# [DOCUMENT]
Corollary 5.4 (Exact n = 4). For n = 4, the DP performs C(5,3) = 10 split evaluations. The walkthrough in junior.md shows 1 + 1 + 1 (length 2) + 2 + 2 (length 3) + 3 (length 4) = 10, matching exactly. This exact count is a useful unit-test assertion: instrument a counter and check it equals (n+1)n(n-1)/6.

Implication for asymptotics. Since C(n+1, 3) = (n+1)n(n-1)/6 = Θ(n³) and each split is O(1), the leading constant of the DP is 1/6 per split evaluation — small enough that the cubic DP is fast in practice up to n in the hundreds, even in interpreted languages. The exact-count formula also lets you predict runtime precisely: doubling n multiplies the work by ≈ 8, a clean cubic scaling that benchmarks should reproduce (a deviation signals a bug or a cache effect, not the algorithm).

Proposition 5.6 (Space lower bound for the standard DP). Any algorithm that fills the full dp table and reconstructs an optimal parenthesization by the split-table method uses Ω(n²) space, because the split table has Θ(n²) independently-determined entries (different dimension arrays force different split tables, so the information content is Θ(n²)). To break the Θ(n²) space barrier one must either recompute splits on demand (trading time, Section 6.6 of senior.md) or use an entirely different algorithm such as Hu-Shing (which is O(n) space). The Θ(n²) figure is thus intrinsic to the tabulation method, not to the problem — paralleling the Θ(n³)-vs-O(n log n) time story.

# [INFORMATION SHOWN]

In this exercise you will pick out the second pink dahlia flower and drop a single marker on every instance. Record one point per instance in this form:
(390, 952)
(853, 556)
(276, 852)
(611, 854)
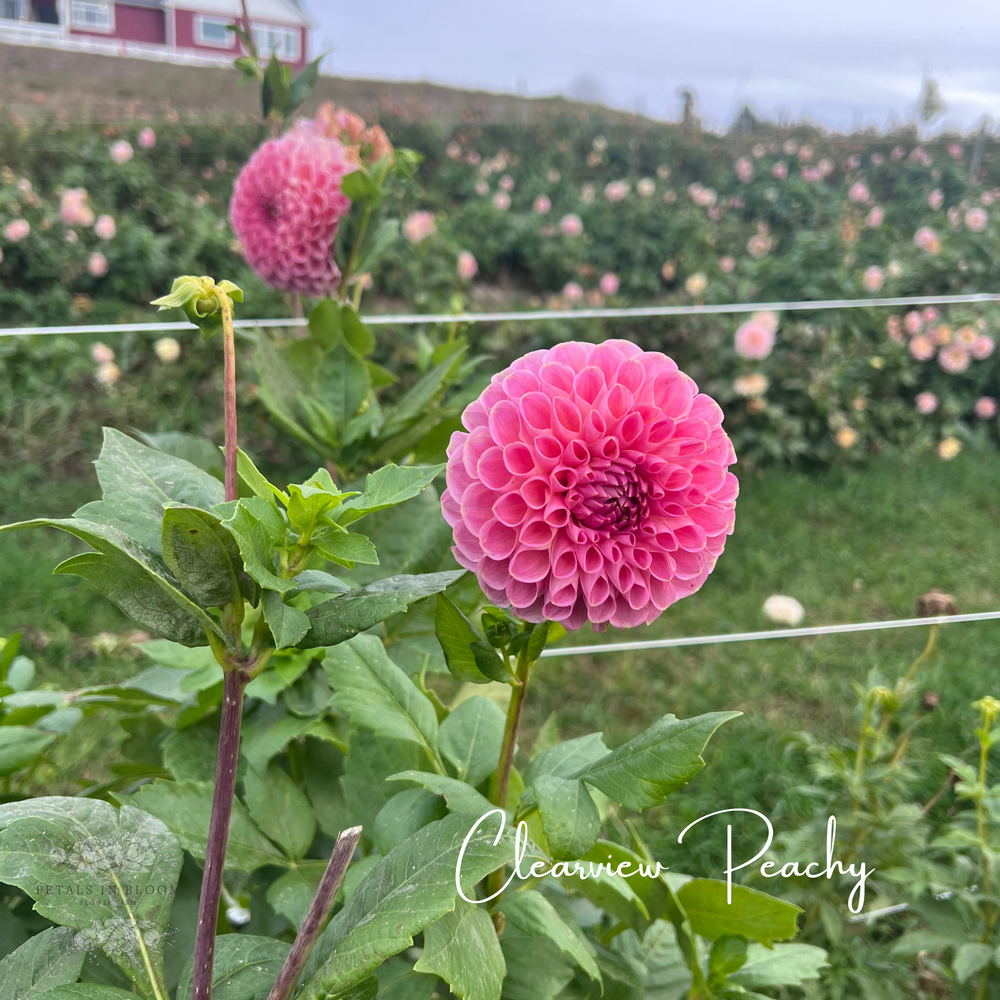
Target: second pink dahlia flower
(592, 485)
(286, 207)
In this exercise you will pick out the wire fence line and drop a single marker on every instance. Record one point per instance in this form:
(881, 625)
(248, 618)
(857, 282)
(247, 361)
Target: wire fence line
(526, 316)
(781, 633)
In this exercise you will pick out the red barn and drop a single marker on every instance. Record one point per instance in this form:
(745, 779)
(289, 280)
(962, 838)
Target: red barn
(187, 27)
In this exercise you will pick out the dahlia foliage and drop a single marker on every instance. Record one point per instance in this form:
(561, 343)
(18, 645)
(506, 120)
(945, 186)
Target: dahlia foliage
(592, 485)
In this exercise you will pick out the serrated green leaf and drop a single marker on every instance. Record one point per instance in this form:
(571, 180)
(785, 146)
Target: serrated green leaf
(460, 796)
(570, 819)
(644, 771)
(471, 737)
(132, 578)
(534, 915)
(259, 531)
(409, 889)
(376, 694)
(47, 960)
(204, 557)
(462, 948)
(186, 808)
(752, 914)
(358, 610)
(387, 487)
(245, 967)
(287, 624)
(75, 857)
(782, 965)
(280, 809)
(137, 482)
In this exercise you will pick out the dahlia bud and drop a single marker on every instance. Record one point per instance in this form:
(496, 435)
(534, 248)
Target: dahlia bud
(934, 603)
(202, 299)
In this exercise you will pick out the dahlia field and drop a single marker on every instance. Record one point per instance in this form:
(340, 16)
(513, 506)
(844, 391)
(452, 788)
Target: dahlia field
(301, 714)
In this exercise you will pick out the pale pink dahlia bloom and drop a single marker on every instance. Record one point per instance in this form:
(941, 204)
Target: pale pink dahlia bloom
(593, 485)
(286, 207)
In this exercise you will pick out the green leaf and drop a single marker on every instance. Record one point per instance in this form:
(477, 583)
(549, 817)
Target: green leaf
(245, 967)
(287, 624)
(376, 694)
(644, 771)
(405, 813)
(752, 914)
(20, 746)
(293, 893)
(86, 991)
(408, 890)
(281, 810)
(347, 548)
(204, 557)
(302, 86)
(358, 186)
(414, 403)
(260, 531)
(343, 384)
(75, 857)
(255, 479)
(728, 954)
(471, 737)
(782, 965)
(359, 337)
(462, 948)
(132, 578)
(47, 960)
(387, 487)
(567, 759)
(458, 639)
(533, 914)
(358, 610)
(570, 819)
(461, 797)
(970, 958)
(186, 808)
(137, 482)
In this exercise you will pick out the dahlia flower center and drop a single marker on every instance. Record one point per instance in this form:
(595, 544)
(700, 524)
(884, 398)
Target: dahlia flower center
(611, 499)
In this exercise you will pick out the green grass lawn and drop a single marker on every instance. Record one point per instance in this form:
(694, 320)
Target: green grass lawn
(851, 545)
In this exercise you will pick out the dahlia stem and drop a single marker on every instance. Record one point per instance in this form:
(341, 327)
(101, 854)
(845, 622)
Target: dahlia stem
(319, 910)
(229, 395)
(233, 684)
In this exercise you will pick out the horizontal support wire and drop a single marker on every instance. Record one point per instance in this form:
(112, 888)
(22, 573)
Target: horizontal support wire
(780, 633)
(526, 316)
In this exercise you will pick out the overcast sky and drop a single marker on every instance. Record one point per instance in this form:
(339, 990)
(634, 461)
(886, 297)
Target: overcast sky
(839, 64)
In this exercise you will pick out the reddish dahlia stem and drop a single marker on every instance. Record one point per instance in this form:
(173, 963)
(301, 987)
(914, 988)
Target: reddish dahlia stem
(218, 832)
(229, 396)
(319, 910)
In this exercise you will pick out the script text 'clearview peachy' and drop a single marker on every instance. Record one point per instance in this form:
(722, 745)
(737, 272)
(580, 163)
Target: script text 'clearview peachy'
(769, 869)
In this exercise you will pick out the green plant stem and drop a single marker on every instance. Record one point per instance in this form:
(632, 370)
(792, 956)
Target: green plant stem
(229, 396)
(319, 910)
(234, 682)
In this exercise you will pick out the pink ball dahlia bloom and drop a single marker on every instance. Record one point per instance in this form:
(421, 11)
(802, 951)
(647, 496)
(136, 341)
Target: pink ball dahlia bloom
(592, 485)
(286, 207)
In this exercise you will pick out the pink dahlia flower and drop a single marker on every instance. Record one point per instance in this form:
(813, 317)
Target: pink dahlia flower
(754, 340)
(593, 485)
(953, 358)
(286, 207)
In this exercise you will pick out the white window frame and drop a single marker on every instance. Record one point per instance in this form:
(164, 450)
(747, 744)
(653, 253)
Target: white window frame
(201, 20)
(81, 23)
(259, 28)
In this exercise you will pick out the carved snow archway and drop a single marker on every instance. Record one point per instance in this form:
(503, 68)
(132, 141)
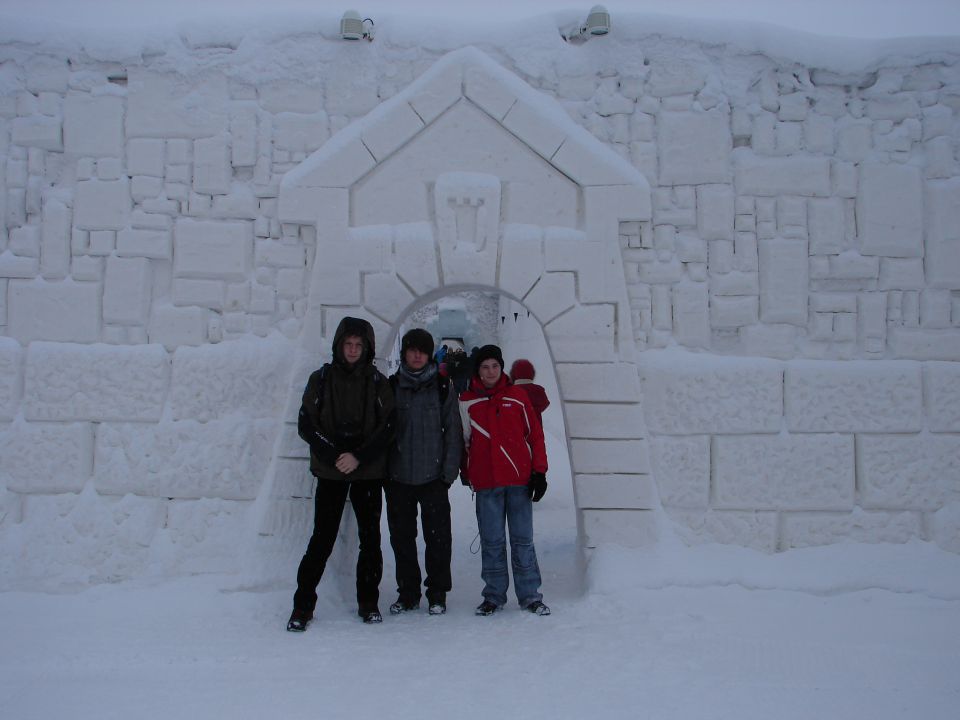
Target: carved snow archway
(470, 178)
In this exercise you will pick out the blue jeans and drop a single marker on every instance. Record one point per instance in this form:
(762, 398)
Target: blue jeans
(495, 509)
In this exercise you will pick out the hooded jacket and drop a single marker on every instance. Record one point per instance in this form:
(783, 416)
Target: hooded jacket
(502, 434)
(429, 436)
(522, 374)
(348, 408)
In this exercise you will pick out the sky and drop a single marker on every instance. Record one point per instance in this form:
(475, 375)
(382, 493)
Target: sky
(845, 18)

# [STATED EXERCISE A]
In the text on the dynamic program's split counts and space bound, which algorithm is given as an O(n)-space alternative?
# [STATED EXERCISE B]
Write the next part of the text on the dynamic program's split counts and space bound, picking up after its final sentence.

# [TASK RESULT A]
Hu-Shing

# [TASK RESULT B]
Remark 5.7 (Anti-diagonal parallelism). Within one chain length L, all dp[i][i+L-1] entries are mutually independent (each reads only strictly shorter intervals, already finalized). They form an anti-diagonal of the table that can be computed fully in parallel. Across lengths there is a strict dependency, so the parallel depth is Θ(n) (one synchronization per length) with Θ(n²) total work per length-step — a classic example of a DP with limited but real parallelism, exploited on GPUs for very long chains.

Remark 5.5 (Memoized recursion does the same work). Top-down memoization with a (i, j) cache solves each of the Θ(n²) distinct subproblems exactly once, and the first (uncached) evaluation of [i, j] performs its j - i split trials. Summing over all subproblems gives the same C(n+1, 3) split evaluations as the bottom-up version. The two approaches differ only in traversal order of the dependency DAG, not in total work — a concrete instance of the general fact that tabulation and memoization are computationally equivalent up to constant factors and stack overhead.

6. Counting Parenthesizations: The Catalan Numbers¶

Theorem 6.1. The number P(n) of distinct full parenthesizations of a chain of n matrices is the (n-1)-th Catalan number:

P(n) = C_{n-1} = (1/n) · C(2n-2, n-1) = (2n-2)! / ( (n-1)! · n! ).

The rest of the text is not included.